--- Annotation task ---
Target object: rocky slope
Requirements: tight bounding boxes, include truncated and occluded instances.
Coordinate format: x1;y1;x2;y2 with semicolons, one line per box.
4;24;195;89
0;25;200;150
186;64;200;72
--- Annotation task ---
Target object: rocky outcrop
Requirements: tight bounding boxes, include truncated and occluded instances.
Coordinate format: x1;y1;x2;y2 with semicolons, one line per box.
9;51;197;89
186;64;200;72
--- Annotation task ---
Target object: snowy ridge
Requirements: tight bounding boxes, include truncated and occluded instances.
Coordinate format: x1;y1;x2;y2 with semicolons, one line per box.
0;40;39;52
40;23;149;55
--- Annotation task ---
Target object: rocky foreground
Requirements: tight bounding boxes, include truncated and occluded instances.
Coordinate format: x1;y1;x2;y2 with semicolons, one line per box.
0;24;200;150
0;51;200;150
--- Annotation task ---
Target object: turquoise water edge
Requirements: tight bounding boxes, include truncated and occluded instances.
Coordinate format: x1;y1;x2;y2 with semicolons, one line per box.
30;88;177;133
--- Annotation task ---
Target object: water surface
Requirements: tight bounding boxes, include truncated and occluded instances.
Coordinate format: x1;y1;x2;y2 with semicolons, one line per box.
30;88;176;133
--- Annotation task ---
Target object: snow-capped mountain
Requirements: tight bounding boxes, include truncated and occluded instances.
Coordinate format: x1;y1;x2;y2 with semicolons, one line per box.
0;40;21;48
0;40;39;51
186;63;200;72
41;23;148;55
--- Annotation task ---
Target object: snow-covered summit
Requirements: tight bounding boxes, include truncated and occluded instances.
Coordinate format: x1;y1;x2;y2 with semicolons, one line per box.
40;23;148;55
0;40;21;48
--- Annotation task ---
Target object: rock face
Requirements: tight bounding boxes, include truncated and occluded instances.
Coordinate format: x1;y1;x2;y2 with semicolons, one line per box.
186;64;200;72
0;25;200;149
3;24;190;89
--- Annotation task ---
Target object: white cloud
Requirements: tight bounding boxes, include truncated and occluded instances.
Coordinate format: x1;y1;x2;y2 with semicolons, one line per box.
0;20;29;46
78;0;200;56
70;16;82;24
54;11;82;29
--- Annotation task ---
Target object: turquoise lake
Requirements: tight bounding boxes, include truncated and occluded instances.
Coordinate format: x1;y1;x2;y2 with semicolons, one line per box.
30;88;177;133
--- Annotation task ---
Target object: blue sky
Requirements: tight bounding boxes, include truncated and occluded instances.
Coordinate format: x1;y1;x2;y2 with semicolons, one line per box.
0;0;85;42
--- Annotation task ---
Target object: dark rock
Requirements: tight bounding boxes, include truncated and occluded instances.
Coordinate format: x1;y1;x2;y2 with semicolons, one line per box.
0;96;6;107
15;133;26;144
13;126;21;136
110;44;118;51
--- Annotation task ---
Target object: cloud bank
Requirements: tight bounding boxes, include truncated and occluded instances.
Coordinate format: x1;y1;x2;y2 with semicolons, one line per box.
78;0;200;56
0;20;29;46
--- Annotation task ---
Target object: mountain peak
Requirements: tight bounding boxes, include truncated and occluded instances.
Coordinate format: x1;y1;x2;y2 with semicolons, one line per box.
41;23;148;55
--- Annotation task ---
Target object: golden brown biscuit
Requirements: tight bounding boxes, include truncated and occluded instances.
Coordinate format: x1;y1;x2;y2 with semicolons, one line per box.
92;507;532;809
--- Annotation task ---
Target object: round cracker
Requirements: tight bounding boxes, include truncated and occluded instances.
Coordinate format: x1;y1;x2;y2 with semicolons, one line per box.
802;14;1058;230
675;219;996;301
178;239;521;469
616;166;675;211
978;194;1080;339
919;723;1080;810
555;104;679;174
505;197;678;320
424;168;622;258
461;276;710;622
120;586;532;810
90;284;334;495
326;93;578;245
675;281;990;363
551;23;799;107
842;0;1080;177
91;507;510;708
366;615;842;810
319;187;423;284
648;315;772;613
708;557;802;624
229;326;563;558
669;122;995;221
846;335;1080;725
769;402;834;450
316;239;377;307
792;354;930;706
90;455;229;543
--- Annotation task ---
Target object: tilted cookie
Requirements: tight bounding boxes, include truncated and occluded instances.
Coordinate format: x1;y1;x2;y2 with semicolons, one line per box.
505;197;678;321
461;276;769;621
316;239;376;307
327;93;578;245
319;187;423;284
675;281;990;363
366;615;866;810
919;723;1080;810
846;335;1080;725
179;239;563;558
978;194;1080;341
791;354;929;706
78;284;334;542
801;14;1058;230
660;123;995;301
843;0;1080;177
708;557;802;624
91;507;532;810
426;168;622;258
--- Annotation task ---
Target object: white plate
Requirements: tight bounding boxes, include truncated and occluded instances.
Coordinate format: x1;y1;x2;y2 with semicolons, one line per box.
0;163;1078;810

WHAT IS NEEDED:
Copy out every line of the records above without changing anything.

SOLUTION FOR THIS TASK:
--- Annotation task ---
Target object: rocky slope
Requirements: tight bounding boxes, include truncated and occluded instances.
Coordinate format: x1;y1;x2;y2 with semicolons, one line per box.
4;24;195;89
0;25;200;150
186;64;200;72
--- Annotation task ---
Target object: rocky outcrop
Requirements: tight bounding boxes, include truncated and occluded instances.
Coordinate format: x1;y1;x2;y2 with semicolons, one line per box.
9;51;197;89
186;64;200;72
--- Annotation task ---
Target object: snowy ridge
Requirements: tight bounding boxes, include truncated and occluded instances.
Coordinate format: x1;y1;x2;y2 with semicolons, one line per box.
0;40;39;52
40;23;149;55
--- Annotation task ---
Target object: rocky foreground
Requirements: tight bounding boxes, include truncated and occluded instances.
Coordinate format: x1;y1;x2;y2 with semicolons, one line per box.
0;24;200;150
0;51;200;150
--- Annotation task ---
Target object: turquoise water edge
Requirements: tight bounding boxes, include truncated and occluded instances.
Coordinate format: x1;y1;x2;y2 with semicolons, one line per box.
30;88;177;133
--- Annotation task ---
Target object: water surface
Requirements: tight bounding boxes, include truncated and occluded instances.
Coordinate format: x1;y1;x2;y2 with semicolons, one line per box.
30;88;176;133
--- Annotation task ---
Target object: snow-capped mountain
Requirements: tight bounding boxes, include truncated and occluded instances.
Coordinate format: x1;y1;x2;y2 with semicolons, one line per box.
0;40;21;48
0;40;39;51
186;63;200;72
41;23;148;55
--- Annotation task ---
Target object: snow-covered summit
Requirements: tight bounding boxes, include truncated and occluded instances.
Coordinate format: x1;y1;x2;y2 with semicolons, one line per box.
40;23;148;55
0;40;21;48
--- Annotation task ---
Target object: rock face
Requirements: tight bounding boxes, include truncated and occluded instances.
Coordinate format: x1;y1;x2;y2 with semicolons, one line per box.
186;64;200;72
0;25;200;149
3;24;190;89
--- Annotation task ---
Target object: white cloud
Requirements: tight bounding boxes, include truncated and occluded instances.
Coordinate format: x1;y1;x2;y2 with semicolons, one line per box.
0;20;29;46
78;0;200;56
70;16;82;24
54;11;82;29
--- Annotation task ---
Target object: turquoise lake
Requirements: tight bounding boxes, include truncated and occluded instances.
Coordinate format: x1;y1;x2;y2 with semicolons, one line per box.
30;88;177;133
--- Annotation task ---
Target object: blue sky
Requirements: tight bounding boxes, include truncated and occluded instances.
Coordinate format: x1;y1;x2;y2 with semicolons, one line per box.
0;0;85;42
--- Annotation task ---
Target object: dark rock
Requirements: tight bounding boxes, include truncated and occluded instances.
Coordinate format: x1;y1;x2;y2 with semicolons, one line per box.
0;96;6;107
15;133;26;144
13;126;21;136
110;44;118;51
--- Annotation task ---
Target object: cloud bank
Requirements: tight bounding boxes, include truncated and occluded instances.
Coordinate format: x1;y1;x2;y2 with semicolons, one line per box.
78;0;200;56
0;20;29;46
--- Annotation task ---
Target object: mountain peak
Requirements: tight bounding boxes, include truncated and occluded instances.
Coordinate format: x1;y1;x2;y2 with semicolons, one line per box.
41;23;148;55
--- Annotation task ---
Target object: golden brown biscuit
Requirements: tight bounding boxes, include truncated and occluded instances.
Coordinate format: x1;y1;x2;y2 with semicolons, one line per box.
92;507;532;809
--- Annotation task ---
Target object: round cracker
Requirements: tight bounding boxes, include truncated and occluded instances.
Coordinate format: x1;y1;x2;y2 with semicolons, one line per box.
802;14;1058;230
675;219;996;301
178;239;521;469
616;166;675;211
978;194;1080;339
919;723;1080;810
555;104;679;174
505;197;678;320
424;168;622;258
461;276;710;622
120;586;532;810
90;284;334;495
326;93;578;245
675;281;990;363
551;23;799;107
842;0;1080;177
91;507;510;708
366;615;842;810
319;187;423;284
648;315;772;613
708;557;802;624
229;326;563;558
669;122;995;221
846;335;1080;725
769;402;834;450
316;239;377;307
792;354;930;706
90;455;229;543
--- Annotation task ---
Target object: tilted cookie
Requirements: tight bounding boxes, include truncated and occluded instances.
Coordinate format: x1;y1;x2;y2 with semicolons, one line per box.
505;197;678;321
461;276;769;621
316;239;376;307
327;93;578;245
319;187;423;284
675;281;990;363
366;615;866;810
919;723;1080;810
846;335;1080;725
179;239;563;558
978;194;1080;341
791;354;929;706
78;284;334;542
801;14;1058;230
660;123;995;301
843;0;1080;177
708;557;802;624
91;507;532;810
426;168;622;258
--- Annotation task ---
Target object: white plate
Requirements: tight bounding boxes, include truncated and occluded instances.
Coordinate format: x1;y1;x2;y2 with semicolons, one line per box.
0;163;1078;810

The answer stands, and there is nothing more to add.